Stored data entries
begin

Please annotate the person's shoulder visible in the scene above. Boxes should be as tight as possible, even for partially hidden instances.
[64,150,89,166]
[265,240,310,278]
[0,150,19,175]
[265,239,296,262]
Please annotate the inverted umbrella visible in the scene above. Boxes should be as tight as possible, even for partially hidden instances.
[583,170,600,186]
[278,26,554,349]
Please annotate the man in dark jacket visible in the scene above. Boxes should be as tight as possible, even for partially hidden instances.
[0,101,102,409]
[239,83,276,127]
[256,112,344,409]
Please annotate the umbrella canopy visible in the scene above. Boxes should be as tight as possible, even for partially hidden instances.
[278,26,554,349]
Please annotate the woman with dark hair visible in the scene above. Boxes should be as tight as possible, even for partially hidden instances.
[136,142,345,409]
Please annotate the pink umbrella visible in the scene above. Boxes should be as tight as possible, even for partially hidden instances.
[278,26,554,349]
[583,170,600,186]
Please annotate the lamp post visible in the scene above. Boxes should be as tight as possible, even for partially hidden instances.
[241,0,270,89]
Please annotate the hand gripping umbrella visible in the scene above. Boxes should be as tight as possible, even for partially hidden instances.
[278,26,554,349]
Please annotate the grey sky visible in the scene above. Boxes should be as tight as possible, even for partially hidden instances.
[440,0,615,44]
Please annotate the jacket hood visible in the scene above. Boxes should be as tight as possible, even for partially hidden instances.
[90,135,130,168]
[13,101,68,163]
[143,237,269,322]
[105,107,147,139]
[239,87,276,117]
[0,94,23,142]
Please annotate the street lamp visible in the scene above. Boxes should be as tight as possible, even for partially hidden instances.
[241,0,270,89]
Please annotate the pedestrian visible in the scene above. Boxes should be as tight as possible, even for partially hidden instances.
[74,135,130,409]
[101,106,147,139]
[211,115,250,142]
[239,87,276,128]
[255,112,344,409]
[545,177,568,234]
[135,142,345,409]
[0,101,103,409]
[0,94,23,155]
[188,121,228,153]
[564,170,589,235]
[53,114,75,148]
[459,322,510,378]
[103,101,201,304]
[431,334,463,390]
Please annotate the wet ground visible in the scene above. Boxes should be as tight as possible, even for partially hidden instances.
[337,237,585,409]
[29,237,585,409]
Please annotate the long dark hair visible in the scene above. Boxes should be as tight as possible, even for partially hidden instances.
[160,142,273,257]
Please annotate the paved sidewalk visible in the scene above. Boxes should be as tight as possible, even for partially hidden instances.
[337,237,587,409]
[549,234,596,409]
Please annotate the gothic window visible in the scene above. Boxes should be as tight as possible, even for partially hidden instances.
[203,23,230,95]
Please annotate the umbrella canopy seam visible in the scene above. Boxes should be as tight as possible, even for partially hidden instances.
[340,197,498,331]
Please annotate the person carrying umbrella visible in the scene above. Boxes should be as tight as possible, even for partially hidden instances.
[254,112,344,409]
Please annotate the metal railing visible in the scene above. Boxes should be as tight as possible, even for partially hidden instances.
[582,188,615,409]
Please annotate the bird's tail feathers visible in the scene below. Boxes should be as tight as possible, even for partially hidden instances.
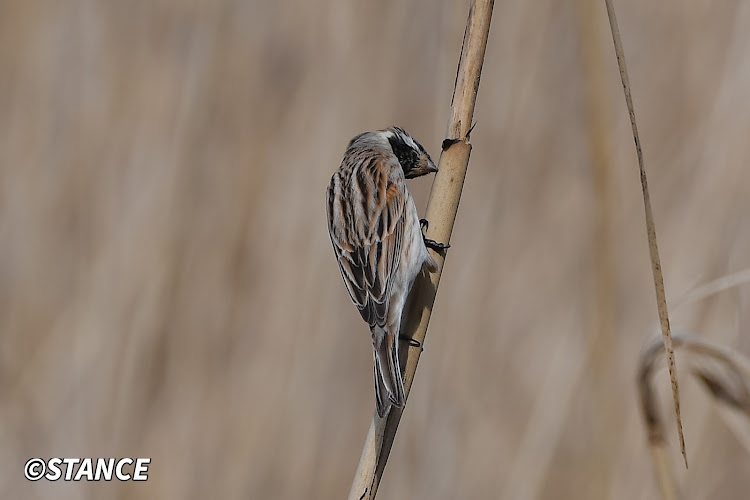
[372,329,406,418]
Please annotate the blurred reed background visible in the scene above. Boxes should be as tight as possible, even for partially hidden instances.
[0,0,750,500]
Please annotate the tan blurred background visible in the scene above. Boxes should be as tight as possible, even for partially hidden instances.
[0,0,750,500]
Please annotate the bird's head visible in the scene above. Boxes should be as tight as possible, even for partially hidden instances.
[348,127,437,179]
[381,127,437,179]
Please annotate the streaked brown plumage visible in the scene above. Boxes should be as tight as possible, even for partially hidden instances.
[326,127,437,418]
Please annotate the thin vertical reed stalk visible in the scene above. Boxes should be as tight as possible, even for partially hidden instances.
[604,0,688,468]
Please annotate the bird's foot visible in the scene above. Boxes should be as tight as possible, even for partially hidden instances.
[424,238,451,251]
[398,335,424,351]
[419,219,451,251]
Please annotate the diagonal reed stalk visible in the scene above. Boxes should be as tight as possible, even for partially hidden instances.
[638,334,750,500]
[349,0,494,500]
[604,0,687,467]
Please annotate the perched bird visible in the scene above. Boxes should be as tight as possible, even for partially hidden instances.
[326,127,448,418]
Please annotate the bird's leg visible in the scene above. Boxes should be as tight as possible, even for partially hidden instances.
[419,219,451,251]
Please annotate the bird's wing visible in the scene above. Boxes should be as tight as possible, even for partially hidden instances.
[327,158,409,327]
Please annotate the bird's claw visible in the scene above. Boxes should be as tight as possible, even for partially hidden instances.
[398,335,424,351]
[424,238,451,251]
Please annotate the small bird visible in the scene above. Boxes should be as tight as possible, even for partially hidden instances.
[326,127,448,418]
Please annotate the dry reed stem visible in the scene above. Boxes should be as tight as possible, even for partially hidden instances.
[638,334,750,500]
[349,0,494,500]
[604,0,688,468]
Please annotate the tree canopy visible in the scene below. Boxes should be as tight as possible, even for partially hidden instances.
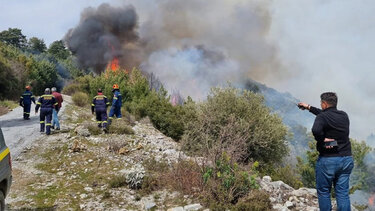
[0,28,27,49]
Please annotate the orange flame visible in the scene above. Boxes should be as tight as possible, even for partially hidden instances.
[107,57,120,72]
[368,194,375,206]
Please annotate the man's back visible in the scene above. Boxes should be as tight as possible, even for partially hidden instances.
[52,92,63,108]
[312,107,352,157]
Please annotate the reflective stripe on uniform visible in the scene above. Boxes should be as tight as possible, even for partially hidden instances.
[0,148,10,161]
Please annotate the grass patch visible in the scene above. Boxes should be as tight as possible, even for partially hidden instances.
[108,119,135,135]
[86,124,102,135]
[109,175,127,188]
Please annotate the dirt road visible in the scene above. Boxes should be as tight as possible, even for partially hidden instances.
[0,95,70,159]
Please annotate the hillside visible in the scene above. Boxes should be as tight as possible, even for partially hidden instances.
[7,97,360,210]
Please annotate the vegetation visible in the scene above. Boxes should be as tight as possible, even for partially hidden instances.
[297,139,372,192]
[0,28,83,100]
[182,87,288,163]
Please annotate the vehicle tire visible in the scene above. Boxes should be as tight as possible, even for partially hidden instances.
[0,191,5,211]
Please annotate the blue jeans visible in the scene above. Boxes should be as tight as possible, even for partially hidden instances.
[52,109,60,129]
[315,156,354,211]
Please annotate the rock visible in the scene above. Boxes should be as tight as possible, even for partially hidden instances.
[137,144,143,150]
[272,204,289,211]
[167,207,184,211]
[262,176,272,183]
[144,201,156,210]
[184,204,203,211]
[84,187,93,192]
[284,201,294,208]
[118,147,129,155]
[70,140,87,152]
[75,126,91,137]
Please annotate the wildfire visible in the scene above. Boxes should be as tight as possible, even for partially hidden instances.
[107,57,120,72]
[368,194,375,207]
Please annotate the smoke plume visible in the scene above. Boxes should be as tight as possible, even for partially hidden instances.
[65,0,375,139]
[65,4,139,73]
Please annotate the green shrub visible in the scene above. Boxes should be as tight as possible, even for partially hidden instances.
[260,165,303,189]
[297,141,319,188]
[72,92,89,107]
[182,87,288,163]
[203,153,259,209]
[62,83,83,95]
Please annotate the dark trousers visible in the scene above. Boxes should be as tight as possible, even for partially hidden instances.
[95,109,108,128]
[109,106,122,119]
[39,108,52,135]
[315,156,354,211]
[23,104,31,119]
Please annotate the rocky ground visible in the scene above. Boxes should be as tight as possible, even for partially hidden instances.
[7,96,360,211]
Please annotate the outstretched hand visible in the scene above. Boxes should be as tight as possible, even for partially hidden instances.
[297,102,310,110]
[324,138,335,149]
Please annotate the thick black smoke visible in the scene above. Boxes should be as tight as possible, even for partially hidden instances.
[65,4,138,73]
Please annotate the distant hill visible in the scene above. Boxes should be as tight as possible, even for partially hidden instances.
[244,79,315,158]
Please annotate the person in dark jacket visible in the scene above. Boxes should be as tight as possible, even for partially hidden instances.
[109,84,122,122]
[91,89,109,129]
[51,87,64,130]
[20,86,35,120]
[35,88,58,135]
[298,92,354,211]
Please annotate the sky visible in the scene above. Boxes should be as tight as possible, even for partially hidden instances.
[0,0,375,139]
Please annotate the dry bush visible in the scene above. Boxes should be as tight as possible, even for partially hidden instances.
[108,140,126,154]
[182,87,288,166]
[72,92,89,107]
[86,124,102,135]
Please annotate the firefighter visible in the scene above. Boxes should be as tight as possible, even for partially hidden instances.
[109,84,122,122]
[20,86,35,120]
[35,88,58,135]
[91,89,109,130]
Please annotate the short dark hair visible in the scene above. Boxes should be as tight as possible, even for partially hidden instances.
[320,92,337,107]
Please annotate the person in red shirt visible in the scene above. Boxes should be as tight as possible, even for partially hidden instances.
[51,87,64,130]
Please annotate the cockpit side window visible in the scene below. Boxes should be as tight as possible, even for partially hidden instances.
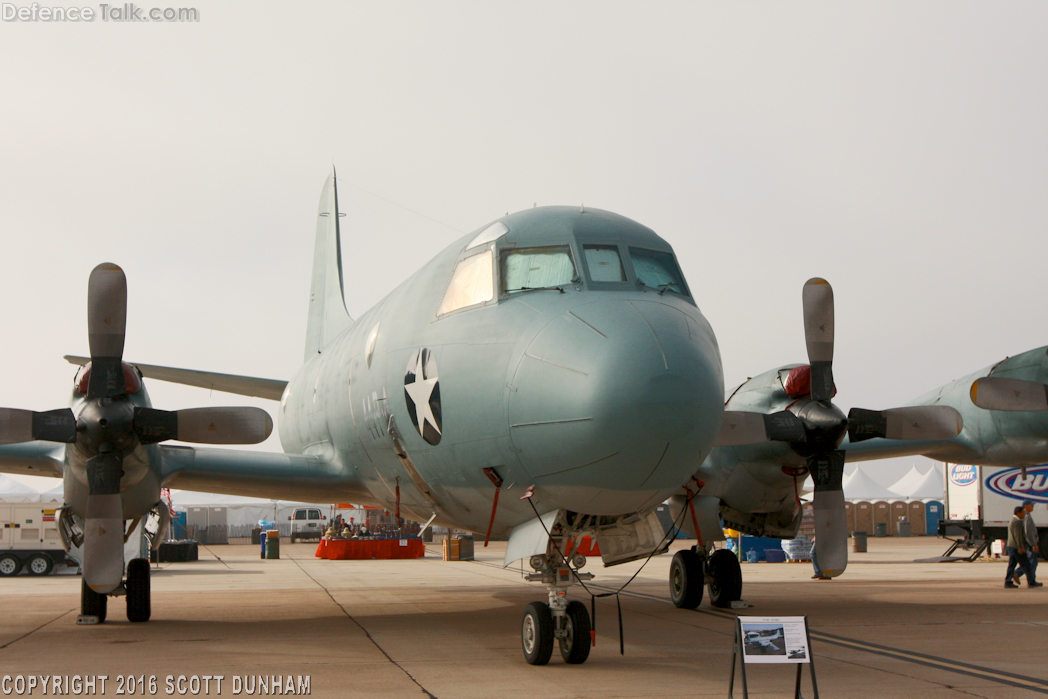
[502,245,577,293]
[583,245,626,282]
[437,248,495,315]
[630,247,689,297]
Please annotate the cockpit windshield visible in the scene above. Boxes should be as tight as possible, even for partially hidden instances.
[630,247,689,296]
[502,245,577,293]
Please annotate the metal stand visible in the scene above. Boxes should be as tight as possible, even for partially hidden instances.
[727,617,818,699]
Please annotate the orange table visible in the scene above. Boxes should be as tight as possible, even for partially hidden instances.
[316,539,425,561]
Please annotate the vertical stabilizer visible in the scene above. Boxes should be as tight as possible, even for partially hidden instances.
[305,168,353,361]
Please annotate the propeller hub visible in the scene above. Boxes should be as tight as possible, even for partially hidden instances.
[789,400,848,456]
[77,398,136,453]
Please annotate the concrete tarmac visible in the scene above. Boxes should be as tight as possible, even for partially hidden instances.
[0,538,1048,699]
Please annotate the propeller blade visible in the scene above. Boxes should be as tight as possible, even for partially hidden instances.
[848,406,964,444]
[0,408,77,444]
[801,277,834,400]
[808,451,848,577]
[87,262,128,398]
[714,410,805,446]
[971,376,1048,411]
[84,453,124,594]
[134,408,272,444]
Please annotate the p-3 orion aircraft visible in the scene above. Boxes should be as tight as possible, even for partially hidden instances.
[670,279,1048,609]
[0,172,1043,664]
[0,173,724,664]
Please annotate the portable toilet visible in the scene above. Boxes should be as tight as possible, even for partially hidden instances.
[870,500,895,537]
[924,500,945,537]
[888,500,910,537]
[852,500,873,537]
[910,500,925,537]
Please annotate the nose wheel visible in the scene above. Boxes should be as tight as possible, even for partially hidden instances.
[706,548,742,607]
[77,559,152,625]
[521,599,592,665]
[521,555,593,665]
[670,548,705,609]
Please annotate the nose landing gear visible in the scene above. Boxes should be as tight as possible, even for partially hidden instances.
[77,559,152,626]
[521,554,593,665]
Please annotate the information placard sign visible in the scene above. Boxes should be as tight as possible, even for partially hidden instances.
[739,616,811,663]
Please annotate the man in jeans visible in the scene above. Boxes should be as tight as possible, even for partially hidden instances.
[1012,500,1042,587]
[1004,505,1041,587]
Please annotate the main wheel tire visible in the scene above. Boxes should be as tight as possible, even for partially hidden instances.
[670,548,705,609]
[521,602,553,665]
[125,559,152,622]
[561,599,592,665]
[0,553,22,577]
[25,553,54,575]
[706,548,742,607]
[80,581,108,624]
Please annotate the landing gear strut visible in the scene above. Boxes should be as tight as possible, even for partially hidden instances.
[670,546,742,609]
[124,559,152,621]
[77,581,107,624]
[521,542,593,665]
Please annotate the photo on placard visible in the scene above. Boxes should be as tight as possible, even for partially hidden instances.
[742,624,786,656]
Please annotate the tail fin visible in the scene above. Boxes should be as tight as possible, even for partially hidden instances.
[305,168,353,361]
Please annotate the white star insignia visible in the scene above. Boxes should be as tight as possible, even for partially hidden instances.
[403,350,440,435]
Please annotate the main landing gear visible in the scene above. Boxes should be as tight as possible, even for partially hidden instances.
[521,553,593,665]
[77,559,152,624]
[670,546,742,609]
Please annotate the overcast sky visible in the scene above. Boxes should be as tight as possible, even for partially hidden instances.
[0,0,1048,492]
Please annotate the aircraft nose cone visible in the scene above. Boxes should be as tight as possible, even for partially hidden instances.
[508,299,724,515]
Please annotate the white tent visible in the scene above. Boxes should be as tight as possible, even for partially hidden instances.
[0,474,40,502]
[171,490,331,526]
[888,464,923,498]
[40,479,65,502]
[843,468,899,501]
[892,463,944,500]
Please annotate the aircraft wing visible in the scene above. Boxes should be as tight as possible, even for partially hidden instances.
[839,438,965,463]
[0,441,65,478]
[158,444,373,504]
[65,354,287,400]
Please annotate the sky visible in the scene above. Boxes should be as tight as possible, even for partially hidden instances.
[0,0,1048,492]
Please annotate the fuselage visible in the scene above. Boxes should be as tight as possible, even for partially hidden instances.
[278,207,723,533]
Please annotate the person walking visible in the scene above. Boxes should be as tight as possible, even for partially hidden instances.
[1004,505,1039,588]
[1023,500,1042,587]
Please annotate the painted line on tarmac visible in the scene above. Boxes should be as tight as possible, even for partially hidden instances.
[0,609,77,651]
[590,583,1048,694]
[287,555,437,699]
[474,561,1048,695]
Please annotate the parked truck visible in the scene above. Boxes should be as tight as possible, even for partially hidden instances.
[0,502,80,576]
[939,463,1048,561]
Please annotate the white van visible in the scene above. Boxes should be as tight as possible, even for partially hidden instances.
[287,507,327,544]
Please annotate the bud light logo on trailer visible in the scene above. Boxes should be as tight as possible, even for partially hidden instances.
[949,463,979,485]
[986,463,1048,502]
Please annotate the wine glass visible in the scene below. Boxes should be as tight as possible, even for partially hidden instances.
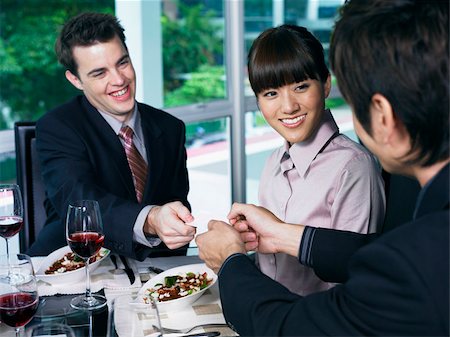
[0,184,23,264]
[0,254,39,337]
[66,200,106,310]
[27,322,75,337]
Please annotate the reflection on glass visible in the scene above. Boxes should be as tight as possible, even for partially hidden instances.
[186,118,231,247]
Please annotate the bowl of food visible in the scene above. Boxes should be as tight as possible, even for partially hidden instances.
[36,246,109,284]
[135,263,217,312]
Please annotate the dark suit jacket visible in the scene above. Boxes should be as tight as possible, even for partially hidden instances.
[28,96,190,259]
[219,165,450,336]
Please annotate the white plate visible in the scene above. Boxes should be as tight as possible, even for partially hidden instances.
[36,246,109,285]
[136,263,217,312]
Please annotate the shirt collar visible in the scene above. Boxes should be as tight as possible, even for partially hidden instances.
[98,103,143,141]
[280,109,339,177]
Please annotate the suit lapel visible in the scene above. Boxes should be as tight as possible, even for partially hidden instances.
[139,104,165,200]
[83,97,136,198]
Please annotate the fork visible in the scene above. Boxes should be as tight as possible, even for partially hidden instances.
[154,323,228,334]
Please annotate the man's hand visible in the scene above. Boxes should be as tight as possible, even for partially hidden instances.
[195,220,246,274]
[228,203,304,256]
[144,201,196,249]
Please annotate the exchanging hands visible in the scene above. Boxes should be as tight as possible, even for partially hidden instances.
[196,203,304,273]
[144,201,196,249]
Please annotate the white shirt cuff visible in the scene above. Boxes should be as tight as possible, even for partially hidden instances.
[133,205,161,247]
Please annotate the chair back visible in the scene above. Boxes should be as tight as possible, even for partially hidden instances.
[14,122,47,252]
[382,170,420,232]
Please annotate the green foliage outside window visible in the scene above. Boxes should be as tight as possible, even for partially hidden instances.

end

[OBJECTIVE] Count the lines in the listing above that contain the word "vertical". Give only the number.

[RIGHT ANSWER] 2